If The Magic School Bus was a German progressive death metal band, it would be The Ocean (or The Ocean Collective). Of all the ways one might be exposed to the geological periods of the Earth, the music of The Ocean is by far the most brutal, dramatic, beautiful, and entertaining. Phanerozoic I: Palaeozoic picks up where 2007’s Precambrian left off, continuing the epic chronological accord of the Earth’s geologic past in stunning fashion. Where Precambrian succeeds, Phanerozoic exceeds, surpassing all greatness already established by these titans of the genre, with this, the first of a two album package. We are treated to flawless and enthralling narrative structures, ever dynamic and dramatic passages that constantly excite and carry the listener along, aided by a diverse range of vocals and instrumentation that evolve yet remain rooted to the concept.
Do yourself a favor. Go back and spin The Ocean’s Precambrian, and then immediately throw down Phanerozoic. I recently wrote a piece on my favorite call-back moments in prog metal, and I think track one of Phanerozoic, “The Cambrian Explosion” might be the new reigning champ. Disc two of Precambrian opens with a simple, repeating, four descending note melody. The rhythm pops up again in the album’s concluding track, “Cryogenian.” So of course, track one of Phanerozoic, appropriately entitled “The Cambrian Explosion,” opens with this familiar theme. Not only is this a delightful wink and nod to established fans, it’s a damn fine opening to the album.
In true prog fashion, “The Cambrian Explosion” is a two minute, slow-building introduction that hits it’s climax as the track transitions into “Cambrian II: Eternal Recurrence.” The two tracks combined succeed in setting the stage for the album. They are heavy, lumbering, with trading off clean and harsh vocals, and dense, layered guitar chords. The lyrics seek to highlight the insignificance of your life amidst the vastness of the Earth’s evolution, successfully keeping your arrogant ass in check. After a quiet interlude, the theme is reestablished in a chilling transition at 6:30, beautifully book-ending an excellent start to the album.
Thanks to the next track, “Ordovicium: The Glaciation of Gondwana,” I now know what the glaciation of Gondwana was. See, learning already. This track displays Loïc Rossetti’s most tortured harsh vocals, from the perspective of a person living through the breaking up of the super-continent Gondwana and the cryptic, desperate personal conflict that arises. It’s a fine track, but the least memorable of the album.

[EXERCISE TASK A]
Could you copy the album review word for word, from "Thanks to the" to "of the album."?

[AVAILABLE RECORDS]
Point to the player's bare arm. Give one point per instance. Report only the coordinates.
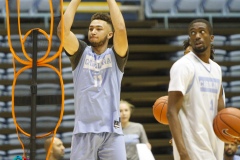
(70, 44)
(175, 99)
(221, 104)
(120, 41)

[EXERCISE TASK B]
Could you repeat the entries that follow the album review exactly as they appear, leaving the pictures out of your answer?

[WRITTEN RESPONSE A]
Thanks to the next track, “Ordovicium: The Glaciation of Gondwana,” I now know what the glaciation of Gondwana was. See, learning already. This track displays Loïc Rossetti’s most tortured harsh vocals, from the perspective of a person living through the breaking up of the super-continent Gondwana and the cryptic, desperate personal conflict that arises. It’s a fine track, but the least memorable of the album.

[WRITTEN RESPONSE B]
Point to the player's bare arm. Give one point per instance. Report only the coordinates.
(70, 44)
(175, 99)
(221, 104)
(120, 41)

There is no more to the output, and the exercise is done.